- **What the exercise asks**
Put each line of the entries below into a Markdown table with two columns, Row and Text. Number the rows in order and leave out any blank lines.

- **Records to use**
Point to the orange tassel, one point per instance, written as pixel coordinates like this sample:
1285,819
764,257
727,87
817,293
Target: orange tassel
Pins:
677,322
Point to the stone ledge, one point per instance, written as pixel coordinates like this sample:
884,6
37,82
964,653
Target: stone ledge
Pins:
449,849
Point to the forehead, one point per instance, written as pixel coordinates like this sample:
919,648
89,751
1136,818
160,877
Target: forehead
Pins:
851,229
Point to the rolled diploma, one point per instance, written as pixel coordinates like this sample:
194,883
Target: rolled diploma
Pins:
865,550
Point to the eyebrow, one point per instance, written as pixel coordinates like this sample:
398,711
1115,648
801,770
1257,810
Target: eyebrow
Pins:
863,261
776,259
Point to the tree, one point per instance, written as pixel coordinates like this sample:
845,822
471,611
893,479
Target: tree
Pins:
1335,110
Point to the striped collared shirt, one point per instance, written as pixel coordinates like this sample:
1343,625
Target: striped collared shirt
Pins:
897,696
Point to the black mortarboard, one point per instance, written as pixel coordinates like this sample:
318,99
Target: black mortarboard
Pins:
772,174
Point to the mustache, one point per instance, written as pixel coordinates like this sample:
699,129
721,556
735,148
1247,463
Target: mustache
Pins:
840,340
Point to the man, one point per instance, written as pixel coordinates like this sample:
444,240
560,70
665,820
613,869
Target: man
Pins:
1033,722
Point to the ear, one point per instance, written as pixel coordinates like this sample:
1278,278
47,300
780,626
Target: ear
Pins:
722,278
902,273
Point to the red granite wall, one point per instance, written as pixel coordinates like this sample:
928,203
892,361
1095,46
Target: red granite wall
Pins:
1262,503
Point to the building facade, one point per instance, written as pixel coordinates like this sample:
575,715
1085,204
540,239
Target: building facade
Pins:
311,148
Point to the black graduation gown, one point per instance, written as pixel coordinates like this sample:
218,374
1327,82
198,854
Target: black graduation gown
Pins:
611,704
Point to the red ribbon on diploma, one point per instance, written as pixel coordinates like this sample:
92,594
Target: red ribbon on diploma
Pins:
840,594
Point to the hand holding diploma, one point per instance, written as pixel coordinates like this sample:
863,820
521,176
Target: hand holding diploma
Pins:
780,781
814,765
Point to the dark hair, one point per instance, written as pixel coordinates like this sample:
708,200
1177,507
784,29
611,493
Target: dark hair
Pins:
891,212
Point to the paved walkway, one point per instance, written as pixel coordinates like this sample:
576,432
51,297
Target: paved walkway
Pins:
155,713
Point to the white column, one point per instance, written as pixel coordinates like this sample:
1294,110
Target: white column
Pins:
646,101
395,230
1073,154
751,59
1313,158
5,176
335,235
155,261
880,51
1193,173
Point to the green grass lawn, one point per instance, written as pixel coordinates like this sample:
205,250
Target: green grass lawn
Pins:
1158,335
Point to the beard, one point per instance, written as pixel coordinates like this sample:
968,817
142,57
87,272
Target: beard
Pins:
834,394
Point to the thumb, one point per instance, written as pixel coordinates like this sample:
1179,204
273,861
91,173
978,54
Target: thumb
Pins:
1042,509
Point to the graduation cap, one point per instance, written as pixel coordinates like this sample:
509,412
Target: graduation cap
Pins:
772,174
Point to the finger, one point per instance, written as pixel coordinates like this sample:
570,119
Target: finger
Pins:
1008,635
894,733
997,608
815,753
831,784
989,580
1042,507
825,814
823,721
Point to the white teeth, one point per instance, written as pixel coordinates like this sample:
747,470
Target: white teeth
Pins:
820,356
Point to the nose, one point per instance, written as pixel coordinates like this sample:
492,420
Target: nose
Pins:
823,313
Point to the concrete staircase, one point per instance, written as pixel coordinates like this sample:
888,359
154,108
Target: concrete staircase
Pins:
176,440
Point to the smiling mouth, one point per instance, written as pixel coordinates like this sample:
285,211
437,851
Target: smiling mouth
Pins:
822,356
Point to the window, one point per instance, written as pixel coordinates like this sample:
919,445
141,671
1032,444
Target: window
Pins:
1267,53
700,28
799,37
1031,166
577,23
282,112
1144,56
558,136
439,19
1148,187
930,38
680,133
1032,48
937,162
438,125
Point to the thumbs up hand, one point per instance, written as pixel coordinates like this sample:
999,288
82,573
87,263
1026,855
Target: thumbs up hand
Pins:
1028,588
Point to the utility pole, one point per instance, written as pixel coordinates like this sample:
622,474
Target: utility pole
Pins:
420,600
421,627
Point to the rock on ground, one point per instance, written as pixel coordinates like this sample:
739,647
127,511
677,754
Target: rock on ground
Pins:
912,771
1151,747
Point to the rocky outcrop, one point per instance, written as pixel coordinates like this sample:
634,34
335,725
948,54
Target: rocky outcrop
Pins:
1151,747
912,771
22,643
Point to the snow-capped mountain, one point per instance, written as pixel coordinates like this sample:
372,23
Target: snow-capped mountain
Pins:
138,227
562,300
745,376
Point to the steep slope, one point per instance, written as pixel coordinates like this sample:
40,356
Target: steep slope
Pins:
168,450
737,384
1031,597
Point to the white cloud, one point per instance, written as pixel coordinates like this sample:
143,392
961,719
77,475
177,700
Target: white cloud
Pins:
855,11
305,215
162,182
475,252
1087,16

- **Solution for this problem**
| Row | Text |
|---|---|
| 1 | Point to the orange tassel, one point per instance, written as pixel coordinates like this sample: |
| 2 | 1285,819 |
| 3 | 764,257 |
| 4 | 727,87 |
| 5 | 817,293 |
| 6 | Target: orange tassel |
| 7 | Pins: |
| 8 | 677,322 |
| 9 | Point to the stone ledge, one point per instance, written as pixel coordinates like this sample: |
| 10 | 884,6 |
| 11 | 37,82 |
| 12 | 964,653 |
| 13 | Target: stone ledge |
| 14 | Pins: |
| 15 | 449,849 |
| 16 | Point to the forehead, one point per instance, written as pixel coordinates like this sample: |
| 17 | 919,648 |
| 18 | 89,751 |
| 19 | 1136,818 |
| 20 | 160,877 |
| 21 | Target: forehead |
| 22 | Pins: |
| 23 | 851,229 |
| 24 | Point to the rolled diploma, one point per instance, written as pixel coordinates like this sample: |
| 25 | 194,883 |
| 26 | Target: rolled diploma |
| 27 | Pins: |
| 28 | 865,550 |
| 29 | Point to the eyebrow, one point per instance, written as pixel coordinates like this sample: |
| 30 | 398,711 |
| 31 | 1115,648 |
| 32 | 801,770 |
| 33 | 1257,810 |
| 34 | Target: eyebrow |
| 35 | Pins: |
| 36 | 863,261 |
| 37 | 776,259 |
| 38 | Point to the tree, one point per instance, written as pixel coordinates like this sample: |
| 39 | 845,822 |
| 40 | 471,611 |
| 41 | 893,479 |
| 42 | Target: tree |
| 43 | Pins: |
| 44 | 1335,110 |
| 45 | Point to the striped collared shirt, one point per instance, written as pixel coordinates like this sample: |
| 46 | 1343,625 |
| 47 | Target: striped collared shirt |
| 48 | Pins: |
| 49 | 897,696 |
| 50 | Point to the black mortarboard, one point per instance, written as pixel coordinates like this sample: |
| 51 | 318,99 |
| 52 | Target: black mortarboard |
| 53 | Pins: |
| 54 | 772,174 |
| 55 | Point to the mustache, one point per instance, written as pixel coordinates like this sample: |
| 56 | 699,129 |
| 57 | 721,556 |
| 58 | 735,148 |
| 59 | 1247,463 |
| 60 | Target: mustache |
| 61 | Pins: |
| 62 | 840,340 |
| 63 | Point to the man, one point per instance, written as pixel coordinates like this sample: |
| 64 | 444,240 |
| 65 | 560,70 |
| 66 | 665,820 |
| 67 | 613,869 |
| 68 | Target: man |
| 69 | Pins: |
| 70 | 1033,722 |
| 71 | Point to the ear, one point per instance, written as pixel coordinates like this sample: |
| 72 | 1278,278 |
| 73 | 47,300 |
| 74 | 780,626 |
| 75 | Target: ear |
| 76 | Pins: |
| 77 | 722,278 |
| 78 | 902,273 |
| 79 | Point to the red granite wall, one point per instance, written as pixel coordinates like this sample: |
| 80 | 928,203 |
| 81 | 892,361 |
| 82 | 1095,46 |
| 83 | Target: red granite wall |
| 84 | Pins: |
| 85 | 1262,503 |
| 86 | Point to the building facade, one point per instance, written as pixel coordinates like this sample: |
| 87 | 575,715 |
| 88 | 1085,204 |
| 89 | 540,239 |
| 90 | Target: building facade |
| 91 | Pins: |
| 92 | 311,148 |
| 93 | Point to the black graduation gown, one point per instance, written as pixel coordinates like this sample: |
| 94 | 218,374 |
| 95 | 1327,82 |
| 96 | 198,854 |
| 97 | Target: black graduation gown |
| 98 | Pins: |
| 99 | 611,704 |
| 100 | Point to the red ribbon on diploma, one point per instance, written as pixel coordinates like this sample: |
| 101 | 92,594 |
| 102 | Target: red ribbon on diploma |
| 103 | Pins: |
| 104 | 840,594 |
| 105 | Point to the hand holding diploma, one point per instance, written as pixel coordinates like this sample: |
| 106 | 863,820 |
| 107 | 521,176 |
| 108 | Target: hand holding diploma |
| 109 | Pins: |
| 110 | 780,781 |
| 111 | 814,765 |
| 112 | Point to the dark hair, one point per instance, written as pixel coordinates like this sample: |
| 113 | 708,200 |
| 114 | 1177,507 |
| 115 | 784,29 |
| 116 | 611,493 |
| 117 | Target: dark hair |
| 118 | Pins: |
| 119 | 891,212 |
| 120 | Point to the paved walkway, one point per instance, written as pixel coordinates like this sample: |
| 121 | 576,432 |
| 122 | 51,297 |
| 123 | Target: paved walkway |
| 124 | Pins: |
| 125 | 155,713 |
| 126 | Point to the white column, one point per instance, written as pixel coordinates like this sample: |
| 127 | 1294,110 |
| 128 | Target: white column |
| 129 | Pins: |
| 130 | 646,101 |
| 131 | 395,230 |
| 132 | 1073,154 |
| 133 | 751,59 |
| 134 | 1313,158 |
| 135 | 5,176 |
| 136 | 335,235 |
| 137 | 155,261 |
| 138 | 880,51 |
| 139 | 1193,173 |
| 140 | Point to the green grass lawn, one point per instance, written as pixel coordinates like this sample: |
| 141 | 205,250 |
| 142 | Target: green grass lawn |
| 143 | Pins: |
| 144 | 1158,335 |
| 145 | Point to the beard, one point per instance, written as pixel coordinates like this sample: |
| 146 | 968,817 |
| 147 | 142,57 |
| 148 | 87,272 |
| 149 | Target: beard |
| 150 | Pins: |
| 151 | 834,394 |
| 152 | Point to the thumb, one point per instance, written as pixel coordinates like this sample: |
| 153 | 1179,204 |
| 154 | 273,861 |
| 155 | 91,173 |
| 156 | 978,54 |
| 157 | Target: thumb |
| 158 | Pins: |
| 159 | 1042,509 |
| 160 | Point to the graduation cap, one point per instance, written as pixel coordinates like this sample: |
| 161 | 509,412 |
| 162 | Target: graduation cap |
| 163 | Pins: |
| 164 | 772,174 |
| 165 | Point to the finger, one point per instance, written as pixel coordinates like this sample: |
| 166 | 570,119 |
| 167 | Target: finger |
| 168 | Pins: |
| 169 | 1008,635 |
| 170 | 894,733 |
| 171 | 997,608 |
| 172 | 815,753 |
| 173 | 831,784 |
| 174 | 989,580 |
| 175 | 1042,507 |
| 176 | 825,814 |
| 177 | 823,721 |
| 178 | Point to the white teeth, one point per instance, written as pixel coordinates like this sample: |
| 179 | 747,470 |
| 180 | Target: white teeth |
| 181 | Pins: |
| 182 | 820,356 |
| 183 | Point to the nose, one point per instance, written as pixel coordinates like this sample: |
| 184 | 492,420 |
| 185 | Target: nose |
| 186 | Pins: |
| 187 | 823,313 |
| 188 | Point to the concrete staircase, one point per instance, written as pixel coordinates like this sample: |
| 189 | 888,359 |
| 190 | 154,108 |
| 191 | Target: concrete staircase |
| 192 | Pins: |
| 193 | 176,440 |
| 194 | Point to the smiling mouth, one point per instance, written as pixel coordinates like this sample: |
| 195 | 285,211 |
| 196 | 437,851 |
| 197 | Target: smiling mouth |
| 198 | Pins: |
| 199 | 822,356 |
| 200 | Point to the window, one point per instance, written as pixel coordinates like this sample: |
| 201 | 919,445 |
| 202 | 141,671 |
| 203 | 1032,444 |
| 204 | Target: window |
| 205 | Pins: |
| 206 | 1267,53 |
| 207 | 700,28 |
| 208 | 799,37 |
| 209 | 1031,166 |
| 210 | 577,23 |
| 211 | 282,112 |
| 212 | 1144,56 |
| 213 | 558,136 |
| 214 | 439,19 |
| 215 | 1148,187 |
| 216 | 930,38 |
| 217 | 680,133 |
| 218 | 1032,48 |
| 219 | 937,162 |
| 220 | 438,125 |
| 221 | Point to the thumbs up hand, one point per instance, written as pixel coordinates like this sample: |
| 222 | 999,288 |
| 223 | 82,573 |
| 224 | 87,263 |
| 225 | 1026,855 |
| 226 | Target: thumbs up hand |
| 227 | Pins: |
| 228 | 1028,588 |
| 229 | Point to the utility pole, one point per instance, written as pixel coordinates like this sample: |
| 230 | 622,474 |
| 231 | Target: utility pole |
| 232 | Pins: |
| 233 | 420,600 |
| 234 | 421,627 |
| 235 | Point to the rock on ground, one point per instance, written as pixel coordinates like this sample: |
| 236 | 739,647 |
| 237 | 127,511 |
| 238 | 677,754 |
| 239 | Target: rock on ground |
| 240 | Pins: |
| 241 | 912,771 |
| 242 | 1151,747 |
| 243 | Point to the rocky outcrop, one point per instance, written as pixel coordinates like this sample: |
| 244 | 634,34 |
| 245 | 335,725 |
| 246 | 948,54 |
| 247 | Target: rocky outcrop |
| 248 | Pins: |
| 249 | 1151,747 |
| 250 | 912,771 |
| 251 | 22,643 |
| 252 | Point to the snow-capped mountain, one point per instance, written as pixel coordinates like this sample: |
| 253 | 372,23 |
| 254 | Target: snow-capped mountain |
| 255 | Pins: |
| 256 | 138,227 |
| 257 | 562,300 |
| 258 | 745,376 |
| 259 | Point to the steep slope, one point per instance, written as pixel coordinates like this sample: |
| 260 | 40,356 |
| 261 | Target: steep slope |
| 262 | Pins: |
| 263 | 168,450 |
| 264 | 737,384 |
| 265 | 1031,597 |
| 266 | Point to the white cloud, one point per instance, written as pixel coordinates like this sample: |
| 267 | 143,392 |
| 268 | 961,719 |
| 269 | 77,475 |
| 270 | 177,700 |
| 271 | Target: white cloud |
| 272 | Pins: |
| 273 | 855,11 |
| 274 | 305,215 |
| 275 | 162,182 |
| 276 | 475,252 |
| 277 | 1087,16 |